----- MATERIAL FOR THE TASK -----

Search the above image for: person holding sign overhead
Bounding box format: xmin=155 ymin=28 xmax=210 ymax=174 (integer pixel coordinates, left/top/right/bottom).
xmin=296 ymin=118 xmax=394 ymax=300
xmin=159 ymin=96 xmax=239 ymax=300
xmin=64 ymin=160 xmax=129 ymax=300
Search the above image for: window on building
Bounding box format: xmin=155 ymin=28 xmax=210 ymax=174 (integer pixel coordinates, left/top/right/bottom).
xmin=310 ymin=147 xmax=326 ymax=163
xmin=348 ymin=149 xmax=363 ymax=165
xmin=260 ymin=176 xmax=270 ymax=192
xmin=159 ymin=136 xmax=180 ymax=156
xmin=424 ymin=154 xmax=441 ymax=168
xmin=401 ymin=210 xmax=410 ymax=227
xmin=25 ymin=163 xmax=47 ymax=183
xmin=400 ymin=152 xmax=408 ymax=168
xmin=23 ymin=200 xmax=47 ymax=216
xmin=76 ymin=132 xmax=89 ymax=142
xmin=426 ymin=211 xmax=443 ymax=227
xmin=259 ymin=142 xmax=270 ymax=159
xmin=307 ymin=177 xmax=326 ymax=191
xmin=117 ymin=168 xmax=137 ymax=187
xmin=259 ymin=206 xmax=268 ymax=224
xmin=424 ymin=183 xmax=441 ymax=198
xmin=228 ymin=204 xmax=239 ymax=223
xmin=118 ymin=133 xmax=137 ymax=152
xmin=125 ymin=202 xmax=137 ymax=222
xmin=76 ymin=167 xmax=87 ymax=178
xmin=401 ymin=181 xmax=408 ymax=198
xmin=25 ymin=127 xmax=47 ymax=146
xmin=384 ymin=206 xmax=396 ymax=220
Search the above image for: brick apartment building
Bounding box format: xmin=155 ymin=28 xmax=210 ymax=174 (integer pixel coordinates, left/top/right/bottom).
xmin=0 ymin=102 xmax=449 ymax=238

-----

▶ **GIVEN TASK**: Render the records from the line containing "Search the above image for: brick" through the end of the records as a two-column CSV with the header input,output. Each search gets one row: its text in input and the boxes under it in output, with every field quoted and line breaks replaced by spaces.

▶ **REPLY**:
input,output
"Search the above image for: brick apartment building Bounding box format: xmin=155 ymin=28 xmax=210 ymax=174 (integer pixel coordinates, left/top/right/bottom).","xmin=0 ymin=102 xmax=449 ymax=238"